Data for this task
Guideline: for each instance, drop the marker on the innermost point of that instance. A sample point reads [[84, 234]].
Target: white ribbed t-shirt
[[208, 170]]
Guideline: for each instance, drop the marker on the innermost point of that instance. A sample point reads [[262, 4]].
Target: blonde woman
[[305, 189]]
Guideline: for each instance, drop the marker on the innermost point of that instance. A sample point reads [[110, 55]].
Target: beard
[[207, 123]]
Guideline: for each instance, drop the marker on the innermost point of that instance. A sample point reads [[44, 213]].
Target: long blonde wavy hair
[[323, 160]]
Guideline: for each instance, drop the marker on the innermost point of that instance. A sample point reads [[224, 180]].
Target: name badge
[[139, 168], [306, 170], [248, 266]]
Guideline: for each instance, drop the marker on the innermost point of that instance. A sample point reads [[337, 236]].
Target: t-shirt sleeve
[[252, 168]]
---
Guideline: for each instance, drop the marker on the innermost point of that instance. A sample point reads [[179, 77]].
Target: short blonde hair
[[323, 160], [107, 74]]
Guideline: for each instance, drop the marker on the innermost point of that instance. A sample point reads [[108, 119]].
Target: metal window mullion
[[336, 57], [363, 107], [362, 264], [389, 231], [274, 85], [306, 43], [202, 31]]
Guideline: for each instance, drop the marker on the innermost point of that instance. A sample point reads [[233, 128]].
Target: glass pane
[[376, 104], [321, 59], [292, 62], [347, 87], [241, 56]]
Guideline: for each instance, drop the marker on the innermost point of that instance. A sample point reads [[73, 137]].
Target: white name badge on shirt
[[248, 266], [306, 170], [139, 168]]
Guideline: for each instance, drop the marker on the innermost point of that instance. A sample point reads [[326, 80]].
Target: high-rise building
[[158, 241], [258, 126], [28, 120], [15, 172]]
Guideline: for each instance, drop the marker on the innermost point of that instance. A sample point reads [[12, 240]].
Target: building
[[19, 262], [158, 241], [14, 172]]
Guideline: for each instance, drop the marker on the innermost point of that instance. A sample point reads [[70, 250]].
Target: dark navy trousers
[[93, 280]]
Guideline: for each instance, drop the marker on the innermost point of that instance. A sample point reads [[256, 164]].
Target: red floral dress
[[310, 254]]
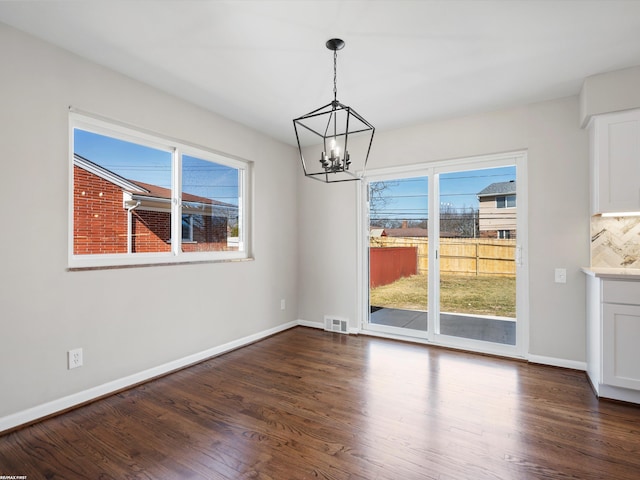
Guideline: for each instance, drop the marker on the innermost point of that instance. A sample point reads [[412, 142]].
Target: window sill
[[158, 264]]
* * *
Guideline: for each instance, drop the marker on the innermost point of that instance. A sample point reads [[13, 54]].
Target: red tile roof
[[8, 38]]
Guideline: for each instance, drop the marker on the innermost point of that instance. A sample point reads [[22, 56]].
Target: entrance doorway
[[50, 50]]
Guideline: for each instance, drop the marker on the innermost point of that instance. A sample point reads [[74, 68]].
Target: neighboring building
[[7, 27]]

Given instruction
Write out the records above, from the line containing "reads [[84, 234]]." through the line containing "[[252, 168]]", with both of those lines included.

Full output
Guideline: for each instance, drop the marker on the innermost point of that instance. A sample point reads [[84, 234]].
Target: white ribbed t-shirt
[[208, 170]]
Guideline: for each instance, drop the marker on the innermost point of that instance. A sample point reads [[262, 4]].
Target: blonde woman
[[305, 189]]
Guideline: for each instance, drop the marker on the innermost point of that instance. A sample point reads [[110, 55]].
Target: beard
[[207, 123]]
Guideline: for each instance, drop the marker on the innermost point of that instance. A sample point reads [[44, 213]].
Target: long blonde wavy hair
[[323, 160]]
Guideline: for each instance, drop the marker on the innermost point of that instance. A sample point reads [[224, 180]].
Target: name badge
[[139, 168], [306, 170], [248, 266]]
Guideline: for each instance, drop the marker on the innermost point of that instance. A sample point reads [[337, 236]].
Target: t-shirt sleeve
[[252, 168]]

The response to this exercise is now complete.